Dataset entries
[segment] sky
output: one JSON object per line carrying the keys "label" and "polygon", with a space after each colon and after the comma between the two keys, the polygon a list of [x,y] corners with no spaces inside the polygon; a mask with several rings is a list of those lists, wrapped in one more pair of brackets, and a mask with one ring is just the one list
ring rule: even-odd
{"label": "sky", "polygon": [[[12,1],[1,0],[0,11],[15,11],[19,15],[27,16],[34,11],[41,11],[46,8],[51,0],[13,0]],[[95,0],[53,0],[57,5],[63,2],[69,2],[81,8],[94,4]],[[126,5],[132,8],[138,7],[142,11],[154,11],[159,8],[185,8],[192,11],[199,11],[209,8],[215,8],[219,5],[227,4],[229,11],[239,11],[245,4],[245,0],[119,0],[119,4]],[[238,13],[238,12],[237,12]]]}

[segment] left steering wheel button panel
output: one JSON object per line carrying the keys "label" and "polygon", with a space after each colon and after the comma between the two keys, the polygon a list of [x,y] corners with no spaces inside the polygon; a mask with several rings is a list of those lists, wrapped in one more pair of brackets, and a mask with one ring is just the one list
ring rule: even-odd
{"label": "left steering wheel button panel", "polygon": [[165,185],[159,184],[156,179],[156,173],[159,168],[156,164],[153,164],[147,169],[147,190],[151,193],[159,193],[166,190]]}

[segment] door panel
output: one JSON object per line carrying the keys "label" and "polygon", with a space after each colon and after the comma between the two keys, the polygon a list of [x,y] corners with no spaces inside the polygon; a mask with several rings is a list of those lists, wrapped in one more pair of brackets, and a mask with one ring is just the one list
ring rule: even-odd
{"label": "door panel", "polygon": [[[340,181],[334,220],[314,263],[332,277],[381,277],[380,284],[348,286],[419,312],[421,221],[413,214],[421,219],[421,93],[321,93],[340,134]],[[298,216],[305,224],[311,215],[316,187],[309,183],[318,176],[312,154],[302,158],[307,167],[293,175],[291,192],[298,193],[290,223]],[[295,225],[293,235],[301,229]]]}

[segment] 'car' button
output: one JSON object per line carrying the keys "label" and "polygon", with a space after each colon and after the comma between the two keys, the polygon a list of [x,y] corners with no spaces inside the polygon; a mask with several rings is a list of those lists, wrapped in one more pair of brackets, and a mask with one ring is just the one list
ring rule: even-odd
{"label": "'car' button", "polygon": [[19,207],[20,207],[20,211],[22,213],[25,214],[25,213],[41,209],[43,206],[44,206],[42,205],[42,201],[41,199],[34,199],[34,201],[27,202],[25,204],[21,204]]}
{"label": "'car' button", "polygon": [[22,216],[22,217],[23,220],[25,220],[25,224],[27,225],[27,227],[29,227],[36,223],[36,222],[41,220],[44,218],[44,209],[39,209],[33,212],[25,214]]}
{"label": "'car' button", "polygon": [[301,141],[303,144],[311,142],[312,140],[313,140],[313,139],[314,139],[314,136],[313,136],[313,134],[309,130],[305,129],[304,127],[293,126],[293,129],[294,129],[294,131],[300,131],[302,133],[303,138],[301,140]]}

> Do this: Copy out every line above word for word.

> Solution below:
[segment] sky
output: one JSON object per line carrying the keys "label" and "polygon", with a space after each colon and after the comma between the two keys, the polygon a list of [x,y] corners with no spaces inside the polygon; a mask with several rings is a list of those lists, wrapped in one more pair of brackets, and a mask with one ring is just the one list
ring rule: even-odd
{"label": "sky", "polygon": [[[12,1],[1,0],[0,11],[15,11],[19,15],[27,16],[34,11],[41,11],[46,8],[51,0],[13,0]],[[95,0],[53,0],[57,5],[63,2],[69,2],[81,8],[94,4]],[[126,5],[132,8],[138,7],[142,11],[154,11],[159,8],[185,8],[192,11],[199,11],[209,8],[215,8],[219,5],[227,4],[229,11],[239,11],[245,4],[245,0],[119,0],[119,4]],[[238,13],[238,12],[237,12]]]}

[segment] left steering wheel button panel
output: one JSON object per line carrying the keys "label" and "polygon", with a space after each colon and after the comma between the two keys, the polygon a list of [x,y] corners with no spaces inside the polygon; a mask with several rings is a list of those lists, wrapped in one more pair of brackets, and a mask with one ring is just the one list
ring rule: even-odd
{"label": "left steering wheel button panel", "polygon": [[165,185],[159,184],[156,179],[156,173],[159,168],[156,164],[153,164],[147,169],[147,190],[151,193],[159,193],[166,190]]}

[segment] door panel
output: one JSON object per line carrying the keys "label" and "polygon", with a space after each colon and after the comma between the two keys, the polygon a list of [x,y] corners with no spaces inside the polygon; a mask with several rings is a list of those lists, wrapped in one more pair of brackets, and a mask with one ring is just the one list
ring rule: even-odd
{"label": "door panel", "polygon": [[[340,181],[334,220],[314,263],[332,277],[381,277],[380,284],[348,286],[419,312],[421,221],[413,214],[421,219],[421,93],[321,93],[340,134]],[[298,216],[305,224],[311,215],[316,187],[309,183],[318,176],[312,154],[302,158],[307,167],[293,175],[291,192],[298,193],[290,223]],[[295,225],[293,235],[301,229]]]}

[segment] 'car' button
output: one JSON object per line carrying the keys "label" and "polygon", with a space after each colon and after the comma between the two keys, the polygon a list of [x,y] corners with no spaces inside the polygon; a mask with several rings is a list of those lists, wrapped in one more pair of brackets, and a mask with one ring is just the one list
ring rule: even-odd
{"label": "'car' button", "polygon": [[19,207],[20,207],[20,211],[22,213],[25,214],[25,213],[41,209],[43,206],[44,206],[42,205],[42,201],[41,199],[34,199],[34,201],[27,202],[25,204],[21,204]]}
{"label": "'car' button", "polygon": [[22,216],[22,217],[23,220],[25,220],[25,224],[27,225],[27,227],[29,227],[36,223],[36,222],[41,220],[44,218],[44,209],[39,209],[33,212],[25,214]]}
{"label": "'car' button", "polygon": [[301,141],[303,144],[311,142],[312,140],[313,140],[313,139],[314,139],[314,136],[313,136],[313,134],[309,130],[305,129],[304,127],[293,126],[293,129],[294,129],[294,131],[300,131],[302,133],[303,138],[301,140]]}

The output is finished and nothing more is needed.